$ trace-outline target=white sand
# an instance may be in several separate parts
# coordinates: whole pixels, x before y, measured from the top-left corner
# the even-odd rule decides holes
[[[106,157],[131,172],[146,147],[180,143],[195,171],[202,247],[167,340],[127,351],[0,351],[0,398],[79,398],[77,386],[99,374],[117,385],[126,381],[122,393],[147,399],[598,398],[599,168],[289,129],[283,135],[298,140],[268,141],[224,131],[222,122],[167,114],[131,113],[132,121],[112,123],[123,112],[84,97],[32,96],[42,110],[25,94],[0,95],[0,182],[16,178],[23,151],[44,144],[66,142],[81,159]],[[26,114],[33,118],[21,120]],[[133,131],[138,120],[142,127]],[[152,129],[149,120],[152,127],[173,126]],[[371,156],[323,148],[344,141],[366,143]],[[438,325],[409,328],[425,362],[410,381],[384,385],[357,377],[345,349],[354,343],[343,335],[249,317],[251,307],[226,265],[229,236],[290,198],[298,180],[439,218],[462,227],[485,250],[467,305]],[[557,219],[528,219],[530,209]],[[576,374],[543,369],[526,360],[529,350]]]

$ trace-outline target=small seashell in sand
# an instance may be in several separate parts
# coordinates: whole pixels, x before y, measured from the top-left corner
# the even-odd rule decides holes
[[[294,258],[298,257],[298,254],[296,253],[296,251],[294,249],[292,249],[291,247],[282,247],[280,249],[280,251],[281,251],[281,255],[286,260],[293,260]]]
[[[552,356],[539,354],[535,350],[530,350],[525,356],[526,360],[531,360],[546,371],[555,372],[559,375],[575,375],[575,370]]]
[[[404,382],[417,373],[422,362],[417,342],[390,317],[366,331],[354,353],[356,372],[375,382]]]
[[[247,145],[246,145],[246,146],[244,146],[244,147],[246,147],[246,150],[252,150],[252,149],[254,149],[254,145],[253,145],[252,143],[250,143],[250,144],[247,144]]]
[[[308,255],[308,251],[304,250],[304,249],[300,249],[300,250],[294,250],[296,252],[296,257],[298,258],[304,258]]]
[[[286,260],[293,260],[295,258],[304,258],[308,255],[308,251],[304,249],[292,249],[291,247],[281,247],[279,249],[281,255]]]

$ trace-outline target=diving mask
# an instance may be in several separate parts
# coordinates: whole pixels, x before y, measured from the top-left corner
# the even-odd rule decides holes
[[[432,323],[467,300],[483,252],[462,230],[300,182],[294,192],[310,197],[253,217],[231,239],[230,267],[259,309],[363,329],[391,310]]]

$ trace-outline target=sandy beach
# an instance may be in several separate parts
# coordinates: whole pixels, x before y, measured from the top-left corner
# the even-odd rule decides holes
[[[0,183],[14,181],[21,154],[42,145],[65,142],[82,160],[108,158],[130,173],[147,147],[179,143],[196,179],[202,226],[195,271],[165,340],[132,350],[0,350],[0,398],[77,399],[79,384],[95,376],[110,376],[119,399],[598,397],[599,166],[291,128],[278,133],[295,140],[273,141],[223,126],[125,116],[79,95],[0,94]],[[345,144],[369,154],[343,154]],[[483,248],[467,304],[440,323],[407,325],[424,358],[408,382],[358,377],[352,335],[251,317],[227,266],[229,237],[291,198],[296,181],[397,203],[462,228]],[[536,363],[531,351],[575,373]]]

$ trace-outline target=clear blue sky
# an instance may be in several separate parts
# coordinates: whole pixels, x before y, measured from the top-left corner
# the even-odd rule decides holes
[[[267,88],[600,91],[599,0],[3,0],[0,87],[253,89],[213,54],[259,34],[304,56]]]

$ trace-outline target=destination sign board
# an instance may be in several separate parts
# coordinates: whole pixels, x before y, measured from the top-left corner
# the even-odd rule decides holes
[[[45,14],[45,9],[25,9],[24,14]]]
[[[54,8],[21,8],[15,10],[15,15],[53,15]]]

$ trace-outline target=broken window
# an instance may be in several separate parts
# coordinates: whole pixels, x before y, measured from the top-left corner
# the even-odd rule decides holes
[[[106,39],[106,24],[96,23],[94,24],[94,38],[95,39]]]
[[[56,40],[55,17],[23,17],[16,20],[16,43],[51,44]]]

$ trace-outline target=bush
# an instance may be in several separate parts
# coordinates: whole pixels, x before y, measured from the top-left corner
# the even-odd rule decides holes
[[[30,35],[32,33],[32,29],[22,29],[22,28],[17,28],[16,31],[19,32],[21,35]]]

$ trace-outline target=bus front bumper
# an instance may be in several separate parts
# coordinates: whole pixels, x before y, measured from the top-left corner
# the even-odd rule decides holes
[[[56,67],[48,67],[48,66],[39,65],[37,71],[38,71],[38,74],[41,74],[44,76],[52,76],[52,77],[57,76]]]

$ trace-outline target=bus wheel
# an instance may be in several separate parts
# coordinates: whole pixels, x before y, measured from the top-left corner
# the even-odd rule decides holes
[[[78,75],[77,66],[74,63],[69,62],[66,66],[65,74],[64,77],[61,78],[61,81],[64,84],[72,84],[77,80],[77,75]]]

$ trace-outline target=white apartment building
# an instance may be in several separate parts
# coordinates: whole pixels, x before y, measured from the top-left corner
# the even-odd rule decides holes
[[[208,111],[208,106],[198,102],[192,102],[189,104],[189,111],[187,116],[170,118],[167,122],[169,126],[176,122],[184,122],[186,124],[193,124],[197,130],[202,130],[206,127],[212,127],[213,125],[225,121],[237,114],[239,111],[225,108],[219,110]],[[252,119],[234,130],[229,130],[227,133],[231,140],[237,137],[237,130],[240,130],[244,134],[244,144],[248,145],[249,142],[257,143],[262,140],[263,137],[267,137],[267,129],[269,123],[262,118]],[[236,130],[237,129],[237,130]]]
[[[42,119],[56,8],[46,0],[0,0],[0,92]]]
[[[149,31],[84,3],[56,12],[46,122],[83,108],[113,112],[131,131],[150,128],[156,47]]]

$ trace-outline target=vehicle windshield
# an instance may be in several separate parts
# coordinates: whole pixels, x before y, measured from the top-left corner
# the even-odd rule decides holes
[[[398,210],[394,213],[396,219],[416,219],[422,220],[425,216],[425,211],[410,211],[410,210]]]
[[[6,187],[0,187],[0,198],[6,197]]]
━━━
Would you show all lines of the material above that contain the word "target"?

Answer for the task
$ trace-outline target=white sand
$ trace-outline target=small seashell in sand
$ trace-outline target=diving mask
$ trace-outline target=sandy beach
$ trace-outline target=clear blue sky
$ trace-outline target=destination sign board
$ trace-outline target=broken window
$ trace-outline target=bush
$ trace-outline target=bus front bumper
$ trace-outline target=bus wheel
$ trace-outline target=white apartment building
$ trace-outline target=vehicle windshield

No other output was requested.